Goal
Gather every line in the items below that contains the word "leaf".
───── Source records ─────
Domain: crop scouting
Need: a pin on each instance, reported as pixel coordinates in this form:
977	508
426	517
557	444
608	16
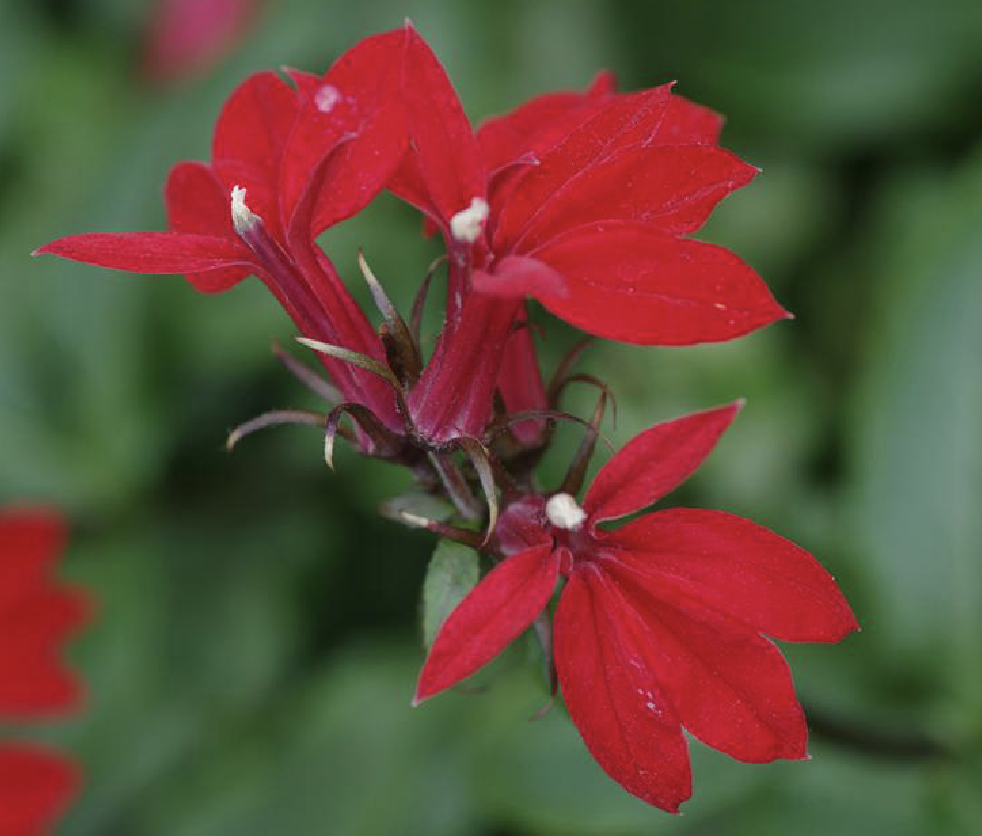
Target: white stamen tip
414	520
467	224
326	97
243	219
563	512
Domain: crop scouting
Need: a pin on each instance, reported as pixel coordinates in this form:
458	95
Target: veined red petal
520	383
198	203
621	122
499	609
151	252
671	188
357	99
518	276
528	127
630	283
250	135
731	687
35	787
687	121
655	462
614	697
734	566
445	150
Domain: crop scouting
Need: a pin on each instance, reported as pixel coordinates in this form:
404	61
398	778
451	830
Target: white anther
563	512
243	218
326	97
467	224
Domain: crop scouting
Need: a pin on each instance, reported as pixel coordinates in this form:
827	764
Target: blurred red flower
37	617
187	37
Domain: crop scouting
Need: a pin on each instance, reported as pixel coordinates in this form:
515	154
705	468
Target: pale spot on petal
326	97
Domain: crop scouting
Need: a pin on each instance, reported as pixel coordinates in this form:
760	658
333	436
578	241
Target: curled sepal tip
384	442
274	418
480	457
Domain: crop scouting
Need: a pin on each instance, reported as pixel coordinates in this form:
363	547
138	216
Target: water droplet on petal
326	97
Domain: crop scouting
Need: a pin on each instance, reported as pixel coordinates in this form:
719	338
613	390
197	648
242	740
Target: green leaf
453	572
918	444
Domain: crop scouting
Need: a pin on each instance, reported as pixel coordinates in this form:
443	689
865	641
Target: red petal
37	617
357	99
627	282
655	462
197	202
731	688
250	135
35	681
446	152
621	122
520	384
739	568
35	786
537	124
151	252
455	394
518	276
613	697
499	609
672	188
687	122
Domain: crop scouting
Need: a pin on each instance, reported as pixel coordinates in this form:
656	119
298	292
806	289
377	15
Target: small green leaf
453	572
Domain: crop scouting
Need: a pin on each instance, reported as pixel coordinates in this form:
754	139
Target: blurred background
257	642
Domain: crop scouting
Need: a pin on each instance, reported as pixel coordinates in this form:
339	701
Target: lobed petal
198	203
446	158
670	188
655	462
618	705
731	687
621	122
499	609
356	112
630	283
152	252
539	123
250	135
688	122
35	787
733	566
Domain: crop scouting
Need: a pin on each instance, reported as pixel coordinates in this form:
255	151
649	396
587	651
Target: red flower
36	618
660	623
286	164
186	37
581	201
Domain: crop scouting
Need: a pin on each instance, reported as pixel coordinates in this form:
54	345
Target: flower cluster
38	617
583	201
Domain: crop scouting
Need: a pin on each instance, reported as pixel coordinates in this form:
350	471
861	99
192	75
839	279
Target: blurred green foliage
258	638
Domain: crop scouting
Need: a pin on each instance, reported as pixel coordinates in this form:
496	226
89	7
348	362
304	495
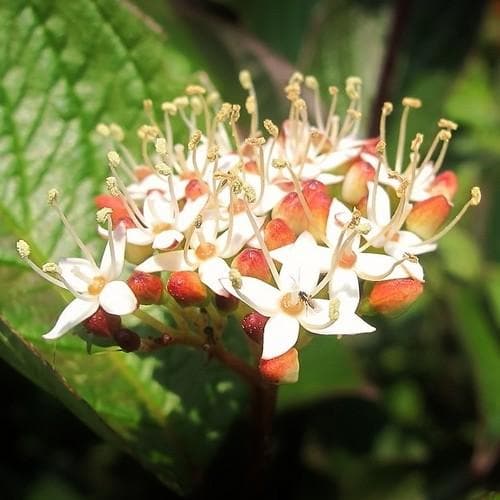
─────
Response below
Target: green leaf
Target: small green leaf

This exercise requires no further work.